Overdependence on oil, especially in transportation, remains a threat to America in spite of increasing vehicle fuel-efficiency and domestic production. As a country, we spend a huge amount of money on gasoline, with much of that money leaving the country.  And swinging oil prices exacerbate the pain we feel at the pump. It seems every year there’s oil price volatility. When people drive to work and oil prices unexpectedly shoot up, they can then feel trapped between the need to commute and run errands in the face of high oil prices.

America buys 18.8 million barrels of petroleum products every day, accounting for more than 20% of all global usage. This can drain roughly $1 billion on average every day out of the economy. This oil use also accounts for more than a quarter of the heat-trapping carbon pollution emitted by various sources in the U.S.

The Natural Resources Defense Council, Sierra Club and League of Conservation Voters developed an interest in a more detailed understanding for the causes of our addiction. Specifically, we were curious about which geographic areas were most oil dependent, and thus, driving the country's oil addiction the most.

First, we looked at all the total 2010 oil consumption in every county in the United States. We visualized that oil consumption in the map below.

gasoline consumption map.JPG

We can determine the nation’s oil addiction “hot spots” based on the figures plotted in the map above. It turns out a disproportionately small number of counties in metropolitan regions drive the nation's oil use. In fact, just 108 counties out of the nation's 3,144, or about 3.5% of the total consume more than 10% of the nation's oil. This suggests that we should target policies and practices aimed at reducing oil dependence to a small geographic portion of the nation.

Consumption per person in these top oil-guzzling counties can give help further with targeting; those counties with high per-capita consumption levels afford the biggest opportunities for reductions. For example, Los Angeles County’s population is much larger than Dallas County’s, on average each person consumed much less in the former. If the per capita consumption in the latter were halved, while still higher than the average Los Angeleno it could save more than a half-million gallons of gasoline a year! 

Top 10 Counties Driving Our Oil Addiction

RankingofCounties.JPG*Note: The Missouri figures stood out as an outlier in the data set, possibly due to poor or inconsistent reporting so both on the map and in this table the numbers should be taken with a giant grain of salt.

» TASKS:
1 > In the passage on oil dependence, how many barrels of petroleum products does America buy every day?
2 > Name every organization that the passage on oil dependence mentions.
The records are not needed here.

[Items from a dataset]
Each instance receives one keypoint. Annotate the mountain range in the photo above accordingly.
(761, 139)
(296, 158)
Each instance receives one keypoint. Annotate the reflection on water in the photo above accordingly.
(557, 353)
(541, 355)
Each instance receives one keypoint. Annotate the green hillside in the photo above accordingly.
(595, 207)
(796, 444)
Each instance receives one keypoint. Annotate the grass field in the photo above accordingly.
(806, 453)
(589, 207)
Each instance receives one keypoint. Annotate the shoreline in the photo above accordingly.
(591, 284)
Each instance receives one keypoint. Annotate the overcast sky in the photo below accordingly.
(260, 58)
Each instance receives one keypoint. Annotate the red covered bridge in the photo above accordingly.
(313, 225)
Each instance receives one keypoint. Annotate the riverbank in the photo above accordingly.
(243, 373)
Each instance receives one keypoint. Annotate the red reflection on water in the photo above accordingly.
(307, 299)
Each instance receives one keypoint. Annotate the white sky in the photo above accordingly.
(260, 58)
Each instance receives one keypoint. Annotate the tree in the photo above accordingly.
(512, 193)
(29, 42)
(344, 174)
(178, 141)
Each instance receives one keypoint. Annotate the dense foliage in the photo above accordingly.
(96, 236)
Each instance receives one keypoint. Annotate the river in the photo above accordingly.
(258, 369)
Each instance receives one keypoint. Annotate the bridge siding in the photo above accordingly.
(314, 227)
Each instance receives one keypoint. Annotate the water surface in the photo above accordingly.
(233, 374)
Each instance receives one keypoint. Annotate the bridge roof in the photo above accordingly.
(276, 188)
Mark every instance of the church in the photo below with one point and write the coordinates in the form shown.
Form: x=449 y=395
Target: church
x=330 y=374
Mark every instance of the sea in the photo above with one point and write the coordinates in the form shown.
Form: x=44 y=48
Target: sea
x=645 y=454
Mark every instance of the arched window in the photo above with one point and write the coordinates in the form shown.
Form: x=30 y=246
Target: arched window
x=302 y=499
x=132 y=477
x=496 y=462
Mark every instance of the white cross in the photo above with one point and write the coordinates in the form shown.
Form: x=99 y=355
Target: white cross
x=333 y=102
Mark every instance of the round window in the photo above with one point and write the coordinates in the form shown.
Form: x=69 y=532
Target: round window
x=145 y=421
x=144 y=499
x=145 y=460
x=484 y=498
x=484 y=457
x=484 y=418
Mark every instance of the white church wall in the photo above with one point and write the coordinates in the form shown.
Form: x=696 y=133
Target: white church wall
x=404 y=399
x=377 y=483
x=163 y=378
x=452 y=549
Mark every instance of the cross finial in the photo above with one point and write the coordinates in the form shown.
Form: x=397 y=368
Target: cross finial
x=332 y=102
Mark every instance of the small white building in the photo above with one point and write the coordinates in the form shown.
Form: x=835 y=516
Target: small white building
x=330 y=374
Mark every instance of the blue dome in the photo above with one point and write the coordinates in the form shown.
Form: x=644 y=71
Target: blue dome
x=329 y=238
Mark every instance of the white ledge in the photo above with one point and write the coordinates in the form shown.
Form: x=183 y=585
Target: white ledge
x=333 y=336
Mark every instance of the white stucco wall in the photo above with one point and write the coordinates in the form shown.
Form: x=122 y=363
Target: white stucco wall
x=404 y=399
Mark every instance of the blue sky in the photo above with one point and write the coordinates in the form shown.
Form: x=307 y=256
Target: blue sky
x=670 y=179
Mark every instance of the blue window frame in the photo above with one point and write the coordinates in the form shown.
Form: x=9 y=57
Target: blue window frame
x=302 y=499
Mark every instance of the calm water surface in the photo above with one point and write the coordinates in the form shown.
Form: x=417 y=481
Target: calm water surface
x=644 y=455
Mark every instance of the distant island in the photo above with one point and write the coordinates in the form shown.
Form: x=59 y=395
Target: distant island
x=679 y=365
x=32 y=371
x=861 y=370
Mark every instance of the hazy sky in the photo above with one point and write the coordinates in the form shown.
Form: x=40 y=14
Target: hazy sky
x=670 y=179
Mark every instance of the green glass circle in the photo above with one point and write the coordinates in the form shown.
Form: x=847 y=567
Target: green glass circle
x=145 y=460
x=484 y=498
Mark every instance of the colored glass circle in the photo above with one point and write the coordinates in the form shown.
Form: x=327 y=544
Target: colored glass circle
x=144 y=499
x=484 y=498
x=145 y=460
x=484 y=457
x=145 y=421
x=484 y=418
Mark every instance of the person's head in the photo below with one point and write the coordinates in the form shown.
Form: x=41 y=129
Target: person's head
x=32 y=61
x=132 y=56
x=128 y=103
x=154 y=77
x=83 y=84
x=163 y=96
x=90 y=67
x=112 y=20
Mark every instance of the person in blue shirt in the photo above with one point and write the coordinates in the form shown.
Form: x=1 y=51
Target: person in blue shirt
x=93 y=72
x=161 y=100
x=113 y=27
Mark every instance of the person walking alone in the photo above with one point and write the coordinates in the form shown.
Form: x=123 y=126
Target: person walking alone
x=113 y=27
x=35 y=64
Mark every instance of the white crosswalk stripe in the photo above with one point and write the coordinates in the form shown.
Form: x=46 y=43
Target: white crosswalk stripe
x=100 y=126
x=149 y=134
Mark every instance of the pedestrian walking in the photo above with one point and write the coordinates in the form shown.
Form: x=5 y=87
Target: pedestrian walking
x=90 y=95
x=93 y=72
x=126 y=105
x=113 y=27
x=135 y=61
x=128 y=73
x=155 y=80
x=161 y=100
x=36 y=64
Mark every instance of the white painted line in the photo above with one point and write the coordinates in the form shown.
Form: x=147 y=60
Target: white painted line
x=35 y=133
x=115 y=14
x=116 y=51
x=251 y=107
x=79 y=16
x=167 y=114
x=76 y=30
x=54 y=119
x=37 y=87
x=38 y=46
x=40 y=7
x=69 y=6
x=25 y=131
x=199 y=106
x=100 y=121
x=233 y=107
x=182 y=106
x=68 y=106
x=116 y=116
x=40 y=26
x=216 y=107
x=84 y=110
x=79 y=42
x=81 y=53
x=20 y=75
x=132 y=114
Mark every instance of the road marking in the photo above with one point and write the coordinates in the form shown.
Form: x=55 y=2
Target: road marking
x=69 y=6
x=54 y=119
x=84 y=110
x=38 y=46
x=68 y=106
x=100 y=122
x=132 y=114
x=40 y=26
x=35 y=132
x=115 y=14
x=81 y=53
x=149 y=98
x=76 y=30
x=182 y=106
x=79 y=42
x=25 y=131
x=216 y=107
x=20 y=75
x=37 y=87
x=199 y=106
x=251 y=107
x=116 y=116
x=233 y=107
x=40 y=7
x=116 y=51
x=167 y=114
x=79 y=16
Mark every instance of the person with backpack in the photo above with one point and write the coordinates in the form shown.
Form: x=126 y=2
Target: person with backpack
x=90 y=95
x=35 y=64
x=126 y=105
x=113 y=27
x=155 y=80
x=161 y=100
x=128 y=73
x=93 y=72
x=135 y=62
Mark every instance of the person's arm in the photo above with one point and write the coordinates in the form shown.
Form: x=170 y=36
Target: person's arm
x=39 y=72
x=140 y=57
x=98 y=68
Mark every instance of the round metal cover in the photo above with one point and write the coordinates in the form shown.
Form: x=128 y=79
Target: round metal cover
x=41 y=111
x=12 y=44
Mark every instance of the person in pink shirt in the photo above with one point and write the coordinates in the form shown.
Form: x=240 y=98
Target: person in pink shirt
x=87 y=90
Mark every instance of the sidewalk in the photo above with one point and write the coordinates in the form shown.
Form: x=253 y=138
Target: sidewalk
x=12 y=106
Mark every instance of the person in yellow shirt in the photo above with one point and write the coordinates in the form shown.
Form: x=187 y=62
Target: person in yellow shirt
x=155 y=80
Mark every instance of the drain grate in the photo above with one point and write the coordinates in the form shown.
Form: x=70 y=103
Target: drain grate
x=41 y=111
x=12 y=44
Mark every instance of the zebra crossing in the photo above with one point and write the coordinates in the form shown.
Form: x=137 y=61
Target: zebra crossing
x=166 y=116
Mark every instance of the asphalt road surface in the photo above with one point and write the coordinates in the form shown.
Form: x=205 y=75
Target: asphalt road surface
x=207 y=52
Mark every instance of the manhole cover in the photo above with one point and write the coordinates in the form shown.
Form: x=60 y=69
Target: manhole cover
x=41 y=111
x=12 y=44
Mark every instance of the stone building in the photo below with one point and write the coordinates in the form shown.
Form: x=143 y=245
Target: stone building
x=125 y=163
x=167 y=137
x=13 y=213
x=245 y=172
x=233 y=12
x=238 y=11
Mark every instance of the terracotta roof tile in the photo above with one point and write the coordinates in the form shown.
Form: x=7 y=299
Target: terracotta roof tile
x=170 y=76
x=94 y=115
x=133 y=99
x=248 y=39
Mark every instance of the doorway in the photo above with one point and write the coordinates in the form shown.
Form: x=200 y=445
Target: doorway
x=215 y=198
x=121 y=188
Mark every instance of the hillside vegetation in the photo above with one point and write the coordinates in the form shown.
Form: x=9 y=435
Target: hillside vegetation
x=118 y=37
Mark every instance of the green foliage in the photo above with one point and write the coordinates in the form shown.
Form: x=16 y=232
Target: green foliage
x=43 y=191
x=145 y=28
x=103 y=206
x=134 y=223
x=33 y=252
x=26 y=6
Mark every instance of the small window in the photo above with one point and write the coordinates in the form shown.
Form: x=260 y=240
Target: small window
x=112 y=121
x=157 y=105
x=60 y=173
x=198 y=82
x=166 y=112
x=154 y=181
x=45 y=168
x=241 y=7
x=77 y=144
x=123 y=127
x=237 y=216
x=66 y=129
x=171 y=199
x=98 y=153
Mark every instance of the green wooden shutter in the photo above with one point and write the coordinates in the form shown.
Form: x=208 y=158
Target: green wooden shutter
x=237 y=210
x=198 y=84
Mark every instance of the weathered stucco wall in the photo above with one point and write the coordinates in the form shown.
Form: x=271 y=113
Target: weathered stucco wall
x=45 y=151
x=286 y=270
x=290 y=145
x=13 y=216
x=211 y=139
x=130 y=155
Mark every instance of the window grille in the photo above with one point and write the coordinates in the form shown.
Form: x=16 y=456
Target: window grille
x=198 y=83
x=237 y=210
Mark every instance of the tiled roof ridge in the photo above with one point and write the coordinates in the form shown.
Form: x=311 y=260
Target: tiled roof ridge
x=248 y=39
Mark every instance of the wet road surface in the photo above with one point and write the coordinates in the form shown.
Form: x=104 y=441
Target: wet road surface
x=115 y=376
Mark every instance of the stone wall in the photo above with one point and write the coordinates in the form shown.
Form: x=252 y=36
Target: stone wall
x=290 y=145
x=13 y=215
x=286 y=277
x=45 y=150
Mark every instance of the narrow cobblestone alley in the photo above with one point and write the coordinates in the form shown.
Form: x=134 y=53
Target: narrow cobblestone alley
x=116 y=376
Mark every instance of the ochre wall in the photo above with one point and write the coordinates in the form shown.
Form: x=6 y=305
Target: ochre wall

» IN RESPONSE:
1 > 18.8 million barrels

2 > Natural Resources Defense Council, Sierra Club, League of Conservation Voters